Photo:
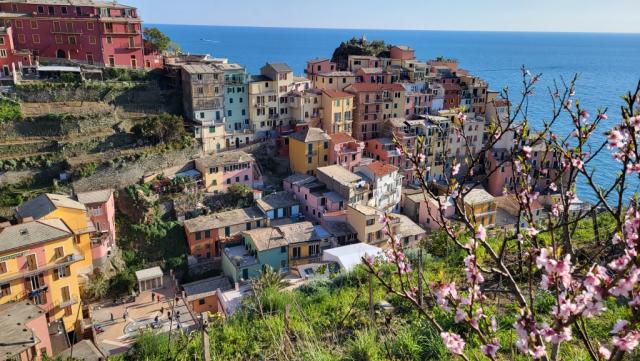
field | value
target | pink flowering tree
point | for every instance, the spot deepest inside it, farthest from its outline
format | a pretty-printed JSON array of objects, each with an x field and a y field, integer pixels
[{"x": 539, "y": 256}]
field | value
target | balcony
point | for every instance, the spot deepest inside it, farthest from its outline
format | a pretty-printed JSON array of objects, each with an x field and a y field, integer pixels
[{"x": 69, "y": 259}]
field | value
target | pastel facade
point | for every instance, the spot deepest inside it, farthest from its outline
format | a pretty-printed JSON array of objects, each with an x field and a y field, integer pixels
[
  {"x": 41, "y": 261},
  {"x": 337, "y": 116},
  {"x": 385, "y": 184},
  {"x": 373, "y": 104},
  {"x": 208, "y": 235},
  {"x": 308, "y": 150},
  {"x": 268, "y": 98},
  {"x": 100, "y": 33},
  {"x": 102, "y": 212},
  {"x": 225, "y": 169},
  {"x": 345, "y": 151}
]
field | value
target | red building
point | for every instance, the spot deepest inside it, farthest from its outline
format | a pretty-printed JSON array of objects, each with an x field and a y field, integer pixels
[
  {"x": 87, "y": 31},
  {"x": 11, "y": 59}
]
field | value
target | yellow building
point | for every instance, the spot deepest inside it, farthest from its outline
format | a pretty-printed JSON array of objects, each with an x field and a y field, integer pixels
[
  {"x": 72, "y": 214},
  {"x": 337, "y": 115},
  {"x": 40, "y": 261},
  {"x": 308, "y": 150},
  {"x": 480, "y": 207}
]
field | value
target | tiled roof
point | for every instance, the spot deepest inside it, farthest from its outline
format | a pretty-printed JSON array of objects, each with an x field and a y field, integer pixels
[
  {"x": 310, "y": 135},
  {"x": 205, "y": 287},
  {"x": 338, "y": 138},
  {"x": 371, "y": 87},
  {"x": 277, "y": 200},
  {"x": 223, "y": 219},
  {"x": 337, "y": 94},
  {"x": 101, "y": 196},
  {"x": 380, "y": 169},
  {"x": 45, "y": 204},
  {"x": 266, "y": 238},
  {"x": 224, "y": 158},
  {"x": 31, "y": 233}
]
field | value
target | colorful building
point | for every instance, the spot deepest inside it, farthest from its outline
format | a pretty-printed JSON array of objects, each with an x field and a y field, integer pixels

◇ ◇ ◇ ◇ ◇

ASSIGNED TASK:
Without including any pictures, return every line of the records exactly.

FINISHED TASK:
Photo:
field | value
target | pink flowering tree
point | for every instance, the spot deepest inside it, farthest from its outline
format | a pretty-printed JSON array of objects, each with an x field and a y field, integer pixels
[{"x": 539, "y": 256}]
field | value
target | balcony
point | for every instance, the spot deepest inside it, farthest from its outline
format | a pretty-printed JSON array of objects, each with an x field and a y field, integer pixels
[{"x": 69, "y": 259}]
field | value
target | pastel facade
point | for every instance, the spot deepest inside it, farthest from its outline
format | a pretty-printed JSON array of objects, each with an x field and a y field, integer pixels
[
  {"x": 41, "y": 261},
  {"x": 337, "y": 116},
  {"x": 385, "y": 184},
  {"x": 373, "y": 104},
  {"x": 208, "y": 235},
  {"x": 308, "y": 150},
  {"x": 268, "y": 98},
  {"x": 100, "y": 33},
  {"x": 102, "y": 212},
  {"x": 225, "y": 169},
  {"x": 345, "y": 151}
]
field | value
target | red building
point | for every instance, the spot deepest inside it, farthest from its outline
format | a pretty-printed JSON array of objects, each with an x field and a y field, integer pixels
[
  {"x": 87, "y": 31},
  {"x": 11, "y": 59}
]
field | value
target | yellow building
point | for every instance, the spot deepest inside it, farthest from its outline
format | a pretty-printed JSON array of objects, each with an x field and a y field, integer pixels
[
  {"x": 72, "y": 214},
  {"x": 337, "y": 115},
  {"x": 40, "y": 261},
  {"x": 308, "y": 150},
  {"x": 480, "y": 207}
]
field | value
target | tiled roof
point | for every instance, the spot deepest inside it, farthest from its outline
format | a pretty-printed JSON array of objects, each with an x field and a y field, integer pixels
[
  {"x": 310, "y": 135},
  {"x": 205, "y": 287},
  {"x": 338, "y": 138},
  {"x": 371, "y": 87},
  {"x": 277, "y": 200},
  {"x": 223, "y": 219},
  {"x": 337, "y": 94},
  {"x": 101, "y": 196},
  {"x": 380, "y": 169},
  {"x": 45, "y": 204},
  {"x": 266, "y": 238},
  {"x": 224, "y": 158},
  {"x": 31, "y": 233}
]
field | value
target | colorful building
point | for every instance, the spot deepest inside it, farthest from its outline
format | a pretty-printed JSON array of objects, each with an x field and a y field, integer pixels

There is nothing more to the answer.